[Coordinate records with annotations]
## START

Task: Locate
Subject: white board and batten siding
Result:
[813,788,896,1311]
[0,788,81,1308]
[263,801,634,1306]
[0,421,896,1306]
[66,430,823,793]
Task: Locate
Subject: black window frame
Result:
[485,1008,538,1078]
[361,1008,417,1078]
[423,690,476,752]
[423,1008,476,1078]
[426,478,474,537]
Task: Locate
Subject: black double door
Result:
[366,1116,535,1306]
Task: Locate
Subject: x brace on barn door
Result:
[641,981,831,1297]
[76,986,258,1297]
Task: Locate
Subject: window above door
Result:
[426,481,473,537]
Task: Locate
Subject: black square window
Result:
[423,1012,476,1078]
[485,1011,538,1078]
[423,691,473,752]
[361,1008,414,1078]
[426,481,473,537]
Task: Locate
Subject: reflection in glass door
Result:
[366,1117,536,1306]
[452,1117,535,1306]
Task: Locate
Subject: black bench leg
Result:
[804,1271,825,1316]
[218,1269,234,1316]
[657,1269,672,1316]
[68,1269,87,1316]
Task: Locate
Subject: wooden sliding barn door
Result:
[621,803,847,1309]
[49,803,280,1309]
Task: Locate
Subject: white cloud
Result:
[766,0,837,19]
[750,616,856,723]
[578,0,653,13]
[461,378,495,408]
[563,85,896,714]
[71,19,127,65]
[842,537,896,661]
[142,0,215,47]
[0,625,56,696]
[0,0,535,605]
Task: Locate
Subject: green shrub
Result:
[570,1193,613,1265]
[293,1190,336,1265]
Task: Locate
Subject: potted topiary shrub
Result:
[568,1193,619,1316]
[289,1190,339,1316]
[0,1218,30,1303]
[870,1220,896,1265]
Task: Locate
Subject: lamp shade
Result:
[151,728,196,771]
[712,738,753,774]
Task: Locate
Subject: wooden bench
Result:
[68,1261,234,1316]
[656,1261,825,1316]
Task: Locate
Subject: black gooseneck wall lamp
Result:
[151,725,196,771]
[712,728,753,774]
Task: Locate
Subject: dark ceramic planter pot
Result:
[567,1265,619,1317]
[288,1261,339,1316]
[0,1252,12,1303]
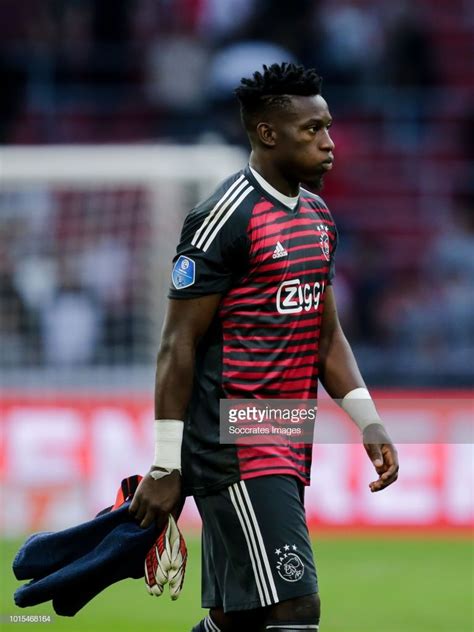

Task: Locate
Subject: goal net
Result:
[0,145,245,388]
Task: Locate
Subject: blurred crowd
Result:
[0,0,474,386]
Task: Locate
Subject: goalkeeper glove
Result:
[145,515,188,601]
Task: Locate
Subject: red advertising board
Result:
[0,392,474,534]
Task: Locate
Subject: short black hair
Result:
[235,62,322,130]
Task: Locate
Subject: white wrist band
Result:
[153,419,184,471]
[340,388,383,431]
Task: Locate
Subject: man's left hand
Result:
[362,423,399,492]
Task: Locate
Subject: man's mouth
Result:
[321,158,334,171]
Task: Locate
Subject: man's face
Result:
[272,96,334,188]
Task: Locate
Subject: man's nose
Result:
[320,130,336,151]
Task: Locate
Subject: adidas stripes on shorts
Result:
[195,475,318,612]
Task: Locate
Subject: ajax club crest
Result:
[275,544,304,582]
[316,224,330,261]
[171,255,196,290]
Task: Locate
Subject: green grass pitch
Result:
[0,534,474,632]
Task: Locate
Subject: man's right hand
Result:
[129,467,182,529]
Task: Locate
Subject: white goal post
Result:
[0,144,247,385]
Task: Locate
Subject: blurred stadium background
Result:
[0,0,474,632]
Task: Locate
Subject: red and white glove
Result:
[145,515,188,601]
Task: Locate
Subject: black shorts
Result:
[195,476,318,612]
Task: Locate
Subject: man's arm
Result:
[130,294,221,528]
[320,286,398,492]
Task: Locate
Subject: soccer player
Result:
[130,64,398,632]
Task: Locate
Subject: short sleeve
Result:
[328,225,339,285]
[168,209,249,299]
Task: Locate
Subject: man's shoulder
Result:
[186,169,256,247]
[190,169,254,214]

## END
## START

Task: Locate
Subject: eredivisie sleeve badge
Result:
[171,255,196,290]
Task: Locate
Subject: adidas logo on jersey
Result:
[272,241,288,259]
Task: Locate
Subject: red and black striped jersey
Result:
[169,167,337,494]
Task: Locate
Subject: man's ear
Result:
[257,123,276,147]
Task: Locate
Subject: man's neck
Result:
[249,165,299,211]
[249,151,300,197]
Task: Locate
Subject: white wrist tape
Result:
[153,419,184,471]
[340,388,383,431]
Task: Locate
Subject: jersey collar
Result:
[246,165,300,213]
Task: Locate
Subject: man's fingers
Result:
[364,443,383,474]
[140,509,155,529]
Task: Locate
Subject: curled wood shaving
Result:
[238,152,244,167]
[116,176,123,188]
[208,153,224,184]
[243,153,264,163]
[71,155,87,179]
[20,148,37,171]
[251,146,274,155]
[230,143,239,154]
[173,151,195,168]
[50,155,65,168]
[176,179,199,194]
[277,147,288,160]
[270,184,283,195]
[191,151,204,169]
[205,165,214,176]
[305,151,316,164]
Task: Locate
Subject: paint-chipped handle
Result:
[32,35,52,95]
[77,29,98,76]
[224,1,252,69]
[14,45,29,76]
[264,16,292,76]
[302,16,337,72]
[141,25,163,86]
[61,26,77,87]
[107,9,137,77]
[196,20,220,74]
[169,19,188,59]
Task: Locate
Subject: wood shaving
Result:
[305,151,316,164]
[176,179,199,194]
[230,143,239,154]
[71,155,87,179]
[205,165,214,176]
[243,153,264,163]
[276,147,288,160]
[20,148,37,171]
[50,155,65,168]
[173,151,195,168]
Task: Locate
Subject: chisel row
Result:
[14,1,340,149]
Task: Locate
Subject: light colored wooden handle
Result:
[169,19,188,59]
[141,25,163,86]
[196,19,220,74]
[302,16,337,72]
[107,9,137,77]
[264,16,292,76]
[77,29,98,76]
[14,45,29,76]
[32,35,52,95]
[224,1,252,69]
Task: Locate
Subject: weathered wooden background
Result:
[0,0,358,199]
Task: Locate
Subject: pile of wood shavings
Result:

## END
## START

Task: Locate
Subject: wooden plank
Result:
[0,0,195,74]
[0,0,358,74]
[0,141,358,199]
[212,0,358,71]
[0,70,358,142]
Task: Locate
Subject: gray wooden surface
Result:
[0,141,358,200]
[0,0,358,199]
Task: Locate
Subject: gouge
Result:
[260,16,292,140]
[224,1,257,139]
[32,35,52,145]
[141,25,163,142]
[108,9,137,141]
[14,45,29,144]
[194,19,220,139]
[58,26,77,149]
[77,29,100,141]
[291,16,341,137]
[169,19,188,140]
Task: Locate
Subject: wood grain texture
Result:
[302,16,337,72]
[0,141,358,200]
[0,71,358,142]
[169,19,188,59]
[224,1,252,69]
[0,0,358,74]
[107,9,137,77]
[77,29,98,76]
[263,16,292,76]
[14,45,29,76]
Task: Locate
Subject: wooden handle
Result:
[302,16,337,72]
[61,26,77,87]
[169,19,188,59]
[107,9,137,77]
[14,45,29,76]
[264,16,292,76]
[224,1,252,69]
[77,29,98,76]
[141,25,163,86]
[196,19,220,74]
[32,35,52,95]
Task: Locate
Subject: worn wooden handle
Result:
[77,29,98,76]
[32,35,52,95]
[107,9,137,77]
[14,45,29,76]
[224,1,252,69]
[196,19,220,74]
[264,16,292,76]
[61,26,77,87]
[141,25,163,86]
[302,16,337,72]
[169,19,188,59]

## END

> _Requirement_
Locate each line of the items above that contains the word "glove" and copy those lines out.

> _Result of this task_
Subject: goalkeeper glove
Subject: red and white glove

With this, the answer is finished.